● Problem to solve:
Gather every line from the entries below that includes "target".

● The input:

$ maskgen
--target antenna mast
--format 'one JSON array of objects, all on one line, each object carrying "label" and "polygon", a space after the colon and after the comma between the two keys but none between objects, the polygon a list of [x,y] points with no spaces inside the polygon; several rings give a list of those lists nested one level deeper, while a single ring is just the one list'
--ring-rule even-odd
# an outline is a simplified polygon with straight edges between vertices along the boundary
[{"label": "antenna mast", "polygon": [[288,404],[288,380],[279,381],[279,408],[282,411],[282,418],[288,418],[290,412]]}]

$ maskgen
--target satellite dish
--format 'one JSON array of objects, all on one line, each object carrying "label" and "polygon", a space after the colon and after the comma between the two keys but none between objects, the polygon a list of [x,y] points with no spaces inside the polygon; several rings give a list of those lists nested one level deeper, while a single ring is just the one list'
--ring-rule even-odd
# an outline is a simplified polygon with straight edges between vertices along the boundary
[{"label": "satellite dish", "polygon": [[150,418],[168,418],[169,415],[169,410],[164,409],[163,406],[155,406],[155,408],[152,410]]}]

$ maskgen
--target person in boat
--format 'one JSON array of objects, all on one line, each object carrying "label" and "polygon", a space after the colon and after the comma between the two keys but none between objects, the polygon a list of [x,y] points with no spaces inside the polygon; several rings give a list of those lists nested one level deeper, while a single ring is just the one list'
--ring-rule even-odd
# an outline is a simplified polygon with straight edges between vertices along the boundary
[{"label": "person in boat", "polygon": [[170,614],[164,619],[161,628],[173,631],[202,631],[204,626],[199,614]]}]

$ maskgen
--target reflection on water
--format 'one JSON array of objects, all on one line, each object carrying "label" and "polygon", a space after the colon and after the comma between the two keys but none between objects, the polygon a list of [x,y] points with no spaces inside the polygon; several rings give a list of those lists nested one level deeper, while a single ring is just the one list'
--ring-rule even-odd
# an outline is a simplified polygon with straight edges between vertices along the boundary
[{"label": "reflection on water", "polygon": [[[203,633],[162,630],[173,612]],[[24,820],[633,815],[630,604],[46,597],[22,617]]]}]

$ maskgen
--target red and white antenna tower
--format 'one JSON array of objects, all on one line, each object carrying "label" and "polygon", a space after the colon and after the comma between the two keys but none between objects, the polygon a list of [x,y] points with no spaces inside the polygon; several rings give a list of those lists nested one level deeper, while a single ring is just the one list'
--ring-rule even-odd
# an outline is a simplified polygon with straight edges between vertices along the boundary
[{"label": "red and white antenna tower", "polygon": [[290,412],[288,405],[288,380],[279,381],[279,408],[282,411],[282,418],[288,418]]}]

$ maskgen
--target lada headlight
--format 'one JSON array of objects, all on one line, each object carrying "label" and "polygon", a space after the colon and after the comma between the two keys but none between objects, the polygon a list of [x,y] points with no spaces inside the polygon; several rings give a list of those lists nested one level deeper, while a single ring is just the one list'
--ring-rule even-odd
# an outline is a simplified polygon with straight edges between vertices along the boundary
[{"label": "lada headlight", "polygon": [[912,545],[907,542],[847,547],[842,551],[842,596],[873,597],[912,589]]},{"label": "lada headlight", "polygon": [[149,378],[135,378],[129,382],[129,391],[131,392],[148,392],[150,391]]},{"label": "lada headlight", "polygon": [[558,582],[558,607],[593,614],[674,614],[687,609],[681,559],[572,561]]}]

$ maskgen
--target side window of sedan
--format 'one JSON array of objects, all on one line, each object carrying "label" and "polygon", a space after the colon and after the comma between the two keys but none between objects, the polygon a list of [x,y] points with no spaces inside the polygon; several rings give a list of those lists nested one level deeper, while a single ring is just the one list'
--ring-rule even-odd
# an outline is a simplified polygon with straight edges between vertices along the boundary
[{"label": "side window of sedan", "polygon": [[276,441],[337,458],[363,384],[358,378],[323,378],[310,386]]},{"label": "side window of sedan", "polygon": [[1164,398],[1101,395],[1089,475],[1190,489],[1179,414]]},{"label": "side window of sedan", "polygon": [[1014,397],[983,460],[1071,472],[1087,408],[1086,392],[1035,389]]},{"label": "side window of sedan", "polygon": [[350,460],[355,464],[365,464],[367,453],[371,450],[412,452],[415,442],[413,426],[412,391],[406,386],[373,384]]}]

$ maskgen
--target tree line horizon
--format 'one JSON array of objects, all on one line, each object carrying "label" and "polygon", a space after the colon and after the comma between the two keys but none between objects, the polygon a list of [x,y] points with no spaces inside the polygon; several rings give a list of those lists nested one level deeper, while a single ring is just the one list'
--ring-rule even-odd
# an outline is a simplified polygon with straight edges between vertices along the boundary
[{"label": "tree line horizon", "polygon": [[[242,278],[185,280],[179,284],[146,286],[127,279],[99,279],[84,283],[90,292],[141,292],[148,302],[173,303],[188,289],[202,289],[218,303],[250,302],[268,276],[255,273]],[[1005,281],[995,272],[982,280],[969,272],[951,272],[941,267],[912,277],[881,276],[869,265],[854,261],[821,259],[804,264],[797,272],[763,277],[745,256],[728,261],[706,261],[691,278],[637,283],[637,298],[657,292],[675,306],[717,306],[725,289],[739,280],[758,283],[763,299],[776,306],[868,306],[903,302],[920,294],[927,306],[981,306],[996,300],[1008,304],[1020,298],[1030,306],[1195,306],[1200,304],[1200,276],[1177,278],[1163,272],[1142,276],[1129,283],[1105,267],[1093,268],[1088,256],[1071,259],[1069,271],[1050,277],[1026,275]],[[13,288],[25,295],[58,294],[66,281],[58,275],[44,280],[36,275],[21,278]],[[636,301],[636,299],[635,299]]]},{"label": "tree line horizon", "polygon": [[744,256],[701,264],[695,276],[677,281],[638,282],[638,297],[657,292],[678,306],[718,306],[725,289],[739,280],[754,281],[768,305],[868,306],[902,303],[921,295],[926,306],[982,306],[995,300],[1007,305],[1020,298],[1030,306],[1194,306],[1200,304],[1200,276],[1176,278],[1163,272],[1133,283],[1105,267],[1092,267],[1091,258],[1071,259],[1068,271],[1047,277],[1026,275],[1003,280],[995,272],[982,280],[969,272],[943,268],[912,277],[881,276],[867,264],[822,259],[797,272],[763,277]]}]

● Task output:
--target antenna mast
--target satellite dish
--target person in boat
--target reflection on water
--target red and white antenna tower
--target lada headlight
--target side window of sedan
--target tree line horizon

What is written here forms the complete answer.